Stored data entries
*** Begin section ***

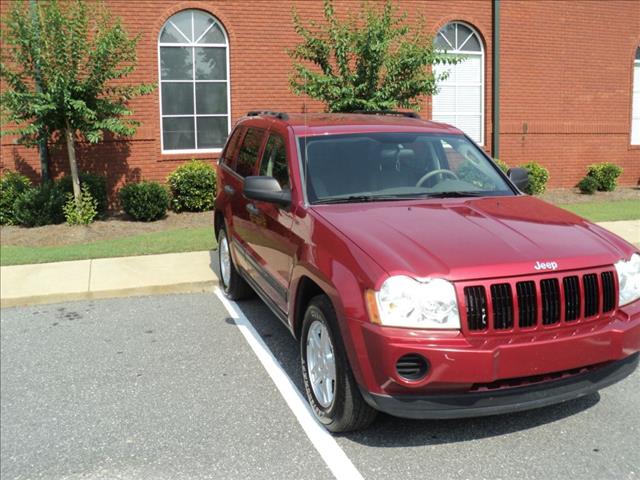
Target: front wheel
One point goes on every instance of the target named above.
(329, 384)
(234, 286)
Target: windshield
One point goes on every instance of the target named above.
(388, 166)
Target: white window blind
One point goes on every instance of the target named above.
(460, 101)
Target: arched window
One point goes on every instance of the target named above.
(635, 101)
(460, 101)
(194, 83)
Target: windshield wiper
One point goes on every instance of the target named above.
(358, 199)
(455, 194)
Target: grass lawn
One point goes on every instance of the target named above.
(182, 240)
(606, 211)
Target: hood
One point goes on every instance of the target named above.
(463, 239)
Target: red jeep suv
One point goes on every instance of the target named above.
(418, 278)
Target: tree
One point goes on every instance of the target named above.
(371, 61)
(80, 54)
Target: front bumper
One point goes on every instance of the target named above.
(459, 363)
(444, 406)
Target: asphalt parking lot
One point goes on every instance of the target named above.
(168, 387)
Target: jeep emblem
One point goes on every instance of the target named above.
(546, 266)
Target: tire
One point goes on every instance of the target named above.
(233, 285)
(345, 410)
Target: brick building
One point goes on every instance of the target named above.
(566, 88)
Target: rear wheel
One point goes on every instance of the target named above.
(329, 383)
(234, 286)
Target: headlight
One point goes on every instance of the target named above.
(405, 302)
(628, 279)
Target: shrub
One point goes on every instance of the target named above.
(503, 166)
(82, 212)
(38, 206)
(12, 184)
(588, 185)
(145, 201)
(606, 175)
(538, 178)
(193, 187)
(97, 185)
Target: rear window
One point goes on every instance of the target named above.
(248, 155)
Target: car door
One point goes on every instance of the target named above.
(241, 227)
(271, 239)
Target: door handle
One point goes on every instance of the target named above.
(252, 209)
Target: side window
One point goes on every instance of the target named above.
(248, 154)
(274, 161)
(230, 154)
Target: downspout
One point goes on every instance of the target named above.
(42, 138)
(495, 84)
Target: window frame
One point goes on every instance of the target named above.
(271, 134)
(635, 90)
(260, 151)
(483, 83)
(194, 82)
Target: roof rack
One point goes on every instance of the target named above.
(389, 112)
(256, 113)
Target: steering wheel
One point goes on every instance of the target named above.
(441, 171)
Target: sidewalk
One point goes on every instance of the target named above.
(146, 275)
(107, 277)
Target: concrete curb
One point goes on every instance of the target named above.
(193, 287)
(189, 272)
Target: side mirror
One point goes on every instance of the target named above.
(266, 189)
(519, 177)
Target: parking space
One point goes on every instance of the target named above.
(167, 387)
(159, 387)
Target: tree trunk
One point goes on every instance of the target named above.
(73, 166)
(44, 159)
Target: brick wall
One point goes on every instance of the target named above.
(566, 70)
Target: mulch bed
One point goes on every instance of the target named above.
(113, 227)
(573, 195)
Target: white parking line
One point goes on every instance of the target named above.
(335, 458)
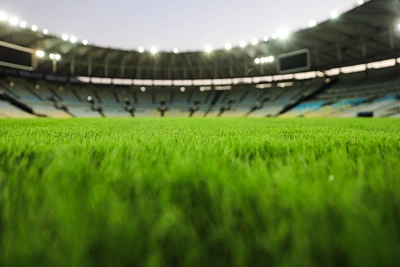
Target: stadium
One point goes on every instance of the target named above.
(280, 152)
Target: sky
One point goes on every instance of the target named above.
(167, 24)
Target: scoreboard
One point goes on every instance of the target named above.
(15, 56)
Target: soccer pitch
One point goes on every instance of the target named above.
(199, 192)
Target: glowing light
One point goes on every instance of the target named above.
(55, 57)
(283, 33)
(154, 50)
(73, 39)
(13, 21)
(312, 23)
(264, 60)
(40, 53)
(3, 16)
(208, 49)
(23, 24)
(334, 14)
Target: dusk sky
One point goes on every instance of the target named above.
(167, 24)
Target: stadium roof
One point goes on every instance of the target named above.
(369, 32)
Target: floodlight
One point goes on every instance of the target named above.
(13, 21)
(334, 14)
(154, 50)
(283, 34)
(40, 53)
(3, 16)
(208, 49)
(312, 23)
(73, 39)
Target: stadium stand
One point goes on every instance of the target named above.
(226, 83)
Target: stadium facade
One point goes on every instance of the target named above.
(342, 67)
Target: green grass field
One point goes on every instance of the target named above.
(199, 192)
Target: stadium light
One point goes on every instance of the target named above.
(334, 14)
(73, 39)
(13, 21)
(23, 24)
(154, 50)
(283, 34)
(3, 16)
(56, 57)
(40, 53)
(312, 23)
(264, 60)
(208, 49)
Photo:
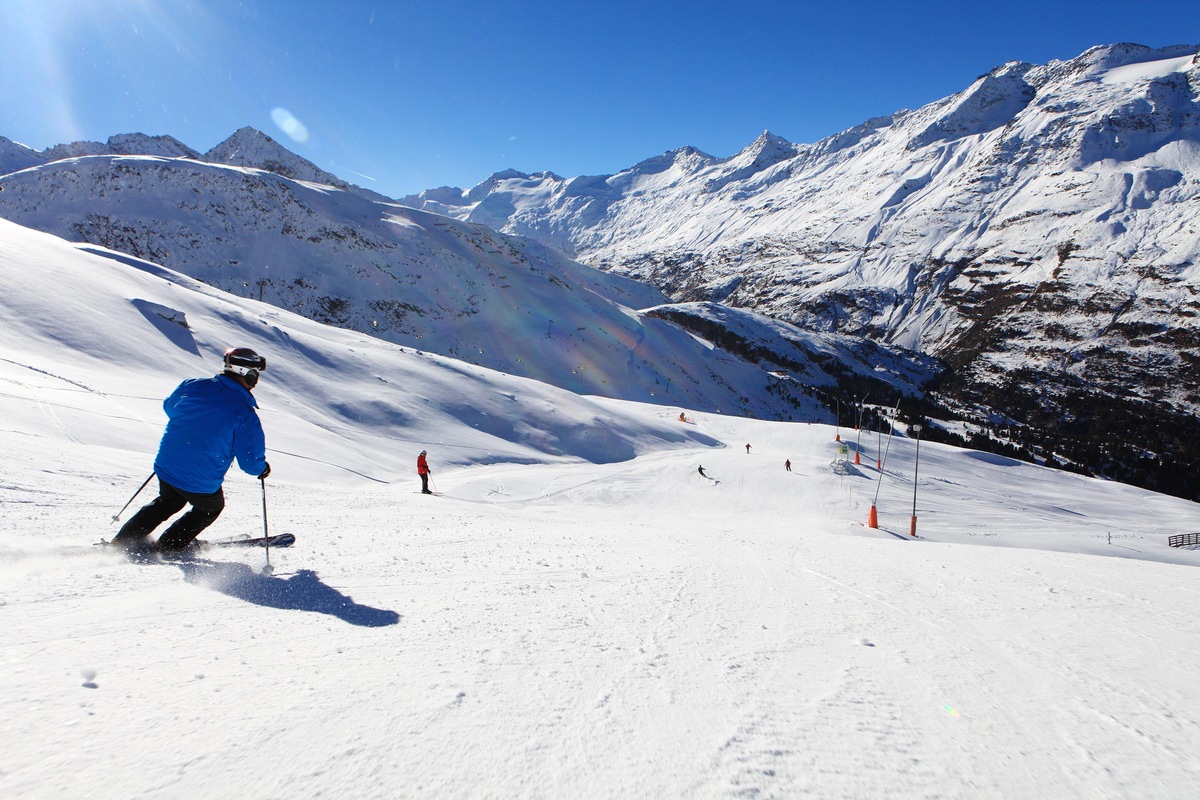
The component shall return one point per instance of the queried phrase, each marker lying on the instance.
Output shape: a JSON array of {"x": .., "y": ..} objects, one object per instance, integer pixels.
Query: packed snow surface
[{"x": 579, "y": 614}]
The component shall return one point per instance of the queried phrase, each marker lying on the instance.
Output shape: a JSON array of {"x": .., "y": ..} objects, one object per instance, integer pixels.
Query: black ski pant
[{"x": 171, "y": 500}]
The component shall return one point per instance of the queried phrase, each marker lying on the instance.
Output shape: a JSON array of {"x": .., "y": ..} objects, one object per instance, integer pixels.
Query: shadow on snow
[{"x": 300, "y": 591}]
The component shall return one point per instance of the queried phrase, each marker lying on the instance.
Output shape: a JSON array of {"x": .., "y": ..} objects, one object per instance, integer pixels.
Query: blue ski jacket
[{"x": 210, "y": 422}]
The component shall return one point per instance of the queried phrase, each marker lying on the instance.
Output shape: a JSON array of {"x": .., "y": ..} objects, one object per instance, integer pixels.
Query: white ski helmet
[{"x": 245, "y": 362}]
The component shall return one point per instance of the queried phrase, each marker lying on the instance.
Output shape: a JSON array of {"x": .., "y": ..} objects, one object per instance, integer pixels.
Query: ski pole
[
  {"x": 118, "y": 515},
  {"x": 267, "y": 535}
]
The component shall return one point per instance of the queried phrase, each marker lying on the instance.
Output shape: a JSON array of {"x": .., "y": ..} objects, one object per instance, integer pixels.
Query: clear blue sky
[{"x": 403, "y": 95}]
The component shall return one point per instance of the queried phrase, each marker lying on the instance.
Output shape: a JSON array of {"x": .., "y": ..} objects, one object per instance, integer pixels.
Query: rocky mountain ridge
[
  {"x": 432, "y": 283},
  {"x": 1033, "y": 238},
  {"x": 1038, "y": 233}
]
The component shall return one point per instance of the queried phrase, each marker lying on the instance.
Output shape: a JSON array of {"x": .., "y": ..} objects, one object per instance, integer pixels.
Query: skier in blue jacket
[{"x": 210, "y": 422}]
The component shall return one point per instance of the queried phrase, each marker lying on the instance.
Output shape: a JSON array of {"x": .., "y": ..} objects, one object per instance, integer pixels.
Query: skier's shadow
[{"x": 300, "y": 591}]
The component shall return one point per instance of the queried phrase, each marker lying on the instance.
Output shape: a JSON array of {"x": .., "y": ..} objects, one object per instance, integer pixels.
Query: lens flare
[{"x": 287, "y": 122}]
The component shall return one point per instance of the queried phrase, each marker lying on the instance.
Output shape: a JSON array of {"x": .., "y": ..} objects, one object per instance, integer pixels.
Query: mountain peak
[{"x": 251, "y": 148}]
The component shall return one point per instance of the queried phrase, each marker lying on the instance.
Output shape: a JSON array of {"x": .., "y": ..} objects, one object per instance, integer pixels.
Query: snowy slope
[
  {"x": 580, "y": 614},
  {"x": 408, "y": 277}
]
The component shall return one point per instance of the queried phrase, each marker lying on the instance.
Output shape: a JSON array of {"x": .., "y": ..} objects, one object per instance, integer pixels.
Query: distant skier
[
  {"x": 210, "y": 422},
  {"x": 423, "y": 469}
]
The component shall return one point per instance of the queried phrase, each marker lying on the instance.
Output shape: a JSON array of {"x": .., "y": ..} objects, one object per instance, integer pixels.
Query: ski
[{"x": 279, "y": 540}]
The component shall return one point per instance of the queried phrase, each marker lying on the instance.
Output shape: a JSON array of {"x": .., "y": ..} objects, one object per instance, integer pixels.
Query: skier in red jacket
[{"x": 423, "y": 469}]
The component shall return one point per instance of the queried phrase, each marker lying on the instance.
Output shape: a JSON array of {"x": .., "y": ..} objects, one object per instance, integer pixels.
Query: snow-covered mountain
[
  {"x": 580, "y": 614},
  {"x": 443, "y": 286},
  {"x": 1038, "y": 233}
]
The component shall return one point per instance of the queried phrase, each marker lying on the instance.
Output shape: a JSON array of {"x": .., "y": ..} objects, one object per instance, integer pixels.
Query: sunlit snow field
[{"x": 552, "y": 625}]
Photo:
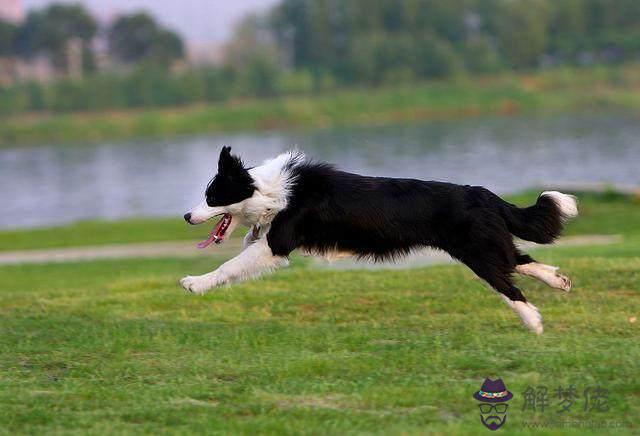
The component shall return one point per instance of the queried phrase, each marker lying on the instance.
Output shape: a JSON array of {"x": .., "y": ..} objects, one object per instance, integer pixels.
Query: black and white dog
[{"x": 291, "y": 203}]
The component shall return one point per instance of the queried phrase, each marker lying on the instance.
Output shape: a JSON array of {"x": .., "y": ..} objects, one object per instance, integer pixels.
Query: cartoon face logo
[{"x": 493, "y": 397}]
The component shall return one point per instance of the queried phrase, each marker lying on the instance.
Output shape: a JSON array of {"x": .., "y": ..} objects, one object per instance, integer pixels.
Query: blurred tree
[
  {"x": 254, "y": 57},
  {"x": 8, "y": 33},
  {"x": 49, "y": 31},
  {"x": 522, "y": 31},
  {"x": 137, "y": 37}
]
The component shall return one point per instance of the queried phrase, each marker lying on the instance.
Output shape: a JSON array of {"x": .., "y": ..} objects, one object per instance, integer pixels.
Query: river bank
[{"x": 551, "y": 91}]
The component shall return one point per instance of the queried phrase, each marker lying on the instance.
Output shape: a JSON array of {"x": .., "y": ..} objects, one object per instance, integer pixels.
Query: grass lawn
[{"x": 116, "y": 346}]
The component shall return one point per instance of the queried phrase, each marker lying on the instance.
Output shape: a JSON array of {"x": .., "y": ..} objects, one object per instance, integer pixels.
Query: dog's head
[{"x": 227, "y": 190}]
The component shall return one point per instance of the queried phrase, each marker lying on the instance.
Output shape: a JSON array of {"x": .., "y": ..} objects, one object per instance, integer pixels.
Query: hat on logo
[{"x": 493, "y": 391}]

*** End section ***

■ Task details
Exactly as written, restate the lines above from the opening line through the one holding "Target: shrub", omitting the pictures.

■ Solution
Target: front wheel
One point goes on every instance of the target named above.
(329, 384)
(234, 286)
Target: windshield
One point goes on every instance of the target named above.
(388, 166)
Target: white window blind
One point goes on every instance of the target named above.
(460, 101)
Target: arched window
One point goes on every instance of the target named above.
(635, 101)
(460, 101)
(194, 83)
Target: windshield wiper
One point goes on every instance of the target named above.
(358, 199)
(455, 194)
Target: grass lawn
One point goes on every instance of the target named above.
(182, 240)
(606, 211)
Target: hood
One point goes on every instance of the target named above.
(463, 239)
Target: red jeep suv
One point goes on every instance of the target named above.
(418, 278)
Target: tree
One point goes on every instance of the target named above.
(371, 61)
(80, 54)
Target: front bumper
One point goes on every instance of the target named above.
(459, 363)
(444, 406)
Target: asphalt parking lot
One point goes on every instance of the target named above.
(168, 387)
Target: jeep emblem
One point goes on every instance of the target named above.
(546, 266)
Target: tire
One point goes on every instance of the target named above.
(233, 285)
(345, 410)
Target: brick building
One point goes on every instance of the target named above.
(566, 88)
Target: rear wheel
One point goes on every instance of the target named above.
(329, 383)
(234, 286)
Target: headlight
One point goes on every instance of the target named above.
(405, 302)
(628, 279)
Target: shrub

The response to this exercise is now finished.